| PAGE TEXT |
This is the chair that not only is facing opposite in the auditorium, but has many more features about it that are opposite. When seated upon this chair, or standing in the particular spot, many odd things have been known to happen. First of all, the person pretends to know it all. It doesn't matter which question the audience throws at this person they seem to have an answer, even if the answer is wrong or irrelevant. Secondly, everything said to them is taken personally, even if the assault was on the guy across the street. Sometimes either this person is over-sympathetic, or over-crude and malicious, as though everyone was out to attack them.

There rarely seems to be a person who is just themselves, delivering a message that is pure and simple. Another name for this seat is the hot seat or the hot spot. Once standing or seated at this spot, one assumes that everyone is out to put them down, embarrass them or make them look like they don't know anything.

When speaking, or answering questions, just be yourself.

If you don't know the answer, then it seems obvious that the appropriate answer would be "I DON'T KNOW". If you are unsure, then get clear on what the question is. Remember that the question asked is not always the intended question. Try to be aware of what is going on inside the person. Here are some helpful hints:

a. What does this person want to know?
b. What is the question behind the question?
c. Take your time.
d. Confirm or clarify the question as necessary.
e. Do not take inflections or the question personally.
f. Try to get to the point.
g. Try to answer in such a way that includes everyone.
h. Never attack the person asking the question.
i. Do not be put off if you cannot answer the question. Remember, you may be able to help someone else if you couldn't help this person.
j. If you are not perfect, don't pretend.



After the initial selection has been made, the person may now be taken through preparation steps leading towards a final selection and Knowledge session. Everything that happens in the preparation stage is only a magnification of what has happened in the speaker stage. Nothing new is introduced during the preparation.

1. The Questions.

In this step the aspirant should be allowed to question and the preparation instructor should question as well.

a. Why the Knowledge?
b. What does it do?
c. What does it not do?
d. What does it take to enjoy Knowledge?
e. Why the commitment?
f. Why the different steps?
g. Why the teacher?
h. What is really being offered?
i. Why is it being offered?
j. Who is offering it?
k. What is the importance of Knowledge?
1. What impact does it have in one's life?
m. Can Knowledge be achieved by other means?
n. What is the connection between life and different experiences?
o. What is the triangle?
p. What are the components of the triangle?
q. What are the benefits of Knowledge in practical life?
r. Is Knowledge spiritual?
s. Is Knowledge a personal experience?
t. What is the experience that Knowledge puts you in touch with?
u. Why is the experience important?
v. If the experience is inherently within every being, why are we incapable of experiencing it?
w. What consequences, if any, will there be if we don't experience this feeling within?
x. Is Knowledge the only way?
y. Have I ever experienced this feeling before, without Knowledge?

| SOURCE MATERIAL |

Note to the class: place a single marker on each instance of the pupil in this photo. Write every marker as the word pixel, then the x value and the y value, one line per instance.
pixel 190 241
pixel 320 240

| YOUR GOAL |
Please write what comes next in the passage on the speaker's hot seat and preparation for Knowledge, starting right after its final line.

| TASK ANSWER |
z. Is it always my choice?

From the aspirant's view there needs to be a purging process, creating the right space and understanding to help the aspirant assimilate more information and future topics.

2. The answers.

From the instructor's viewpoint all answers should lead a person to their own understanding. Answers must be such in nature that they always go beyond the immediate need, further the person's understanding and open new doors into their insight and understanding. Before answering the question think about what instigated the question; usually what is asked is not the real question but what a person could compose. Many times what the person asks is influenced by several things that ultimately lead the person to entirely change the question. The reasons for this may be;

a. Embarrassment.
b. Lack of spontaneous composition.
c. Not understanding the question or the feeling themselves.

Therefore, patience and caring is extremely important. Sometimes the instructor has to PULL the question out (see Answering the Questions). From the aspirant's viewpoint these answers are needed for further growth. But the aspirant should come to these conclusions by himself/herself and should not be given a "cranium cram".

3. The understanding.

It is important to remember, when interacting with an aspirant, to be in touch with their understanding regarding the various components of Knowledge. Thus, an evaluation must be made before and after the interactions. These evaluations must be made between the instructors only.

4. The acceptance.

A more appropriate word, and certainly more relevant in the case of the aspirant, would be trust. Trust is the element that allows an aspirant to be bonded to:

a. The aspirant process.
b. Themselves.
c. The Master.
d. The instructor.
e. Knowledge.
f. The Knowledge process.

To begin to trust, first the person has to be able to trust themselves. Before a person can begin to trust themselves they have to have some understanding that there is something bigger and greater than themselves.

One important element in trust is humbleness. If a person does not have that humility, then the trust will never form. It is very important, for all of us, to learn how to trust.

As human beings, we tend to be so goal oriented that we discard the elements that allowed us to successfully accomplish what we set out to do. In other words, we either do not recognize, or do not appreciate, the simple components of our success.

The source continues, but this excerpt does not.